● **Problem requirements**:
Find the line that contains "Query: woman's raised hand". Repeat that line and all lines following it, exactly, through the end of the listing below.

(Location annotation dataset excerpts)
== == ==

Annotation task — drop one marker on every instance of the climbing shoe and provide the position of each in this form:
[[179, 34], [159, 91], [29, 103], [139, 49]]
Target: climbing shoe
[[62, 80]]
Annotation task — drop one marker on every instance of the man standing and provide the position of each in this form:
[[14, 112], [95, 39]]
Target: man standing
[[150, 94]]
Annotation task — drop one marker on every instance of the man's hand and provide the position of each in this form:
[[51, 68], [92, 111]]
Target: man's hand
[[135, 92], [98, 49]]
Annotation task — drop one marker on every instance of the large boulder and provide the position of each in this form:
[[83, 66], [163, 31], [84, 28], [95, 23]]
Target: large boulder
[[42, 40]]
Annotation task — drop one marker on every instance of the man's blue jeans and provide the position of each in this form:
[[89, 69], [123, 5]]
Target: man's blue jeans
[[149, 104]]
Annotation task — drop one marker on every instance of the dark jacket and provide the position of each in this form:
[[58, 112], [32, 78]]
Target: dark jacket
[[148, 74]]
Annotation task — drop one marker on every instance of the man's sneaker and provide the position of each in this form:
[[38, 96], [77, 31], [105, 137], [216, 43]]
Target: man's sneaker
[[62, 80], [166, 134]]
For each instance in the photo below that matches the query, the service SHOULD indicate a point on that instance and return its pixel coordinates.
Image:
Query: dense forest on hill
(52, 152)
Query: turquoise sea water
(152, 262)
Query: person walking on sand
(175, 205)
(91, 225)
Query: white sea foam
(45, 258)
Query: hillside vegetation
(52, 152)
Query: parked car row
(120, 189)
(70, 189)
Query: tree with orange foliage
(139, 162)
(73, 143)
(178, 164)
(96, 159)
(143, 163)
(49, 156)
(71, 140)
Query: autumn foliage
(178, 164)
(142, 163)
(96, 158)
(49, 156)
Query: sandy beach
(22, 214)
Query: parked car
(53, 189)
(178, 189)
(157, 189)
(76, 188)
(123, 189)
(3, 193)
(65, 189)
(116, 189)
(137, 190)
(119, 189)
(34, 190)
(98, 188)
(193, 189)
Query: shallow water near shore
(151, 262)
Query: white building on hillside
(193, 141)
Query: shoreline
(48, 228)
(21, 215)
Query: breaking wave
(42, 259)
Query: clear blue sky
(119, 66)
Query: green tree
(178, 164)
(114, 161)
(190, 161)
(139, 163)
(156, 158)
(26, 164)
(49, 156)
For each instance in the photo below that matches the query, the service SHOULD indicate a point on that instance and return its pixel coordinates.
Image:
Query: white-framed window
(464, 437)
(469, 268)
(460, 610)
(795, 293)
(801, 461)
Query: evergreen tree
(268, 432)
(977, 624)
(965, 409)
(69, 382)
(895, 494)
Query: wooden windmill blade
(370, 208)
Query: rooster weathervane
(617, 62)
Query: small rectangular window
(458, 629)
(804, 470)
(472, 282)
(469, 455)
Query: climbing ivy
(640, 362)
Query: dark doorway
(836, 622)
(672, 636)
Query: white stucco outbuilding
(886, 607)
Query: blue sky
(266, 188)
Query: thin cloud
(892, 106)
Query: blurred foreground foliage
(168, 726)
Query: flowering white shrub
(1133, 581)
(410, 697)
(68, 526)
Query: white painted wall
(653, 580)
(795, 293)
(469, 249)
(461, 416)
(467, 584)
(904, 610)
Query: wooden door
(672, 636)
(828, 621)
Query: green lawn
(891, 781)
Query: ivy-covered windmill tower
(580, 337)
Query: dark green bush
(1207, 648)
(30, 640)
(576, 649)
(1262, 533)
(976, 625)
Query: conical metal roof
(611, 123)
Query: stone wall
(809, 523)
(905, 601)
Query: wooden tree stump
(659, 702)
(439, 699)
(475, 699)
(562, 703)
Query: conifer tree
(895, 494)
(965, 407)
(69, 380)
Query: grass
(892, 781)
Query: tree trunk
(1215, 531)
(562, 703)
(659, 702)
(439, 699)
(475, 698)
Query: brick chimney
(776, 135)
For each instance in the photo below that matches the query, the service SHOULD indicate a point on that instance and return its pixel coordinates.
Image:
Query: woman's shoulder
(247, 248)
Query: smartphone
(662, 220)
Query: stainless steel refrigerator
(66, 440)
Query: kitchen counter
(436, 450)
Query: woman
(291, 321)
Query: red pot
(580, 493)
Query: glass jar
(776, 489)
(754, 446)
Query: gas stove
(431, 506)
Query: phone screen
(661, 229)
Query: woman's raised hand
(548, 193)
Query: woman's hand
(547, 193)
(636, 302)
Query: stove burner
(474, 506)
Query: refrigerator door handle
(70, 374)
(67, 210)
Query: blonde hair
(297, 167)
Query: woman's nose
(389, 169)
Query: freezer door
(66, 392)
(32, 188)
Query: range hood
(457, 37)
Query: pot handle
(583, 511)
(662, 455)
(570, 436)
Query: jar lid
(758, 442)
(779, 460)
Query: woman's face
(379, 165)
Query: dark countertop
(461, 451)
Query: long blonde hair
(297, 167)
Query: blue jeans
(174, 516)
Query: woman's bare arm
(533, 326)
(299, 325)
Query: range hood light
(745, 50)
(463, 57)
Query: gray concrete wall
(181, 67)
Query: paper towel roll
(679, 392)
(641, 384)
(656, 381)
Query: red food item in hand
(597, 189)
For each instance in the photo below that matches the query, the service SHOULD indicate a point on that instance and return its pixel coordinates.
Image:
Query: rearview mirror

== == ==

● **Finished task**:
Query: woman's raised hand
(548, 193)
Query: woman's hand
(547, 193)
(636, 302)
Query: stove burner
(474, 506)
Query: refrigerator door handle
(70, 374)
(67, 210)
Query: blonde hair
(297, 167)
Query: woman's nose
(389, 169)
Query: freezer door
(66, 392)
(32, 188)
Query: range hood
(457, 37)
Query: pot handle
(583, 511)
(662, 455)
(570, 436)
Query: jar lid
(758, 442)
(779, 460)
Query: woman's face
(379, 165)
Query: dark countertop
(461, 451)
Query: long blonde hair
(297, 167)
Query: blue jeans
(174, 516)
Query: woman's bare arm
(533, 326)
(299, 325)
Query: range hood light
(745, 50)
(463, 57)
Query: gray concrete wall
(181, 67)
Query: paper towel roll
(679, 392)
(641, 384)
(656, 381)
Query: red food item in hand
(597, 189)
For each instance in the photo below that matches the query, the service SHOULD indicate a point on that instance and return its pixel coordinates.
Image:
Query: rearview mirror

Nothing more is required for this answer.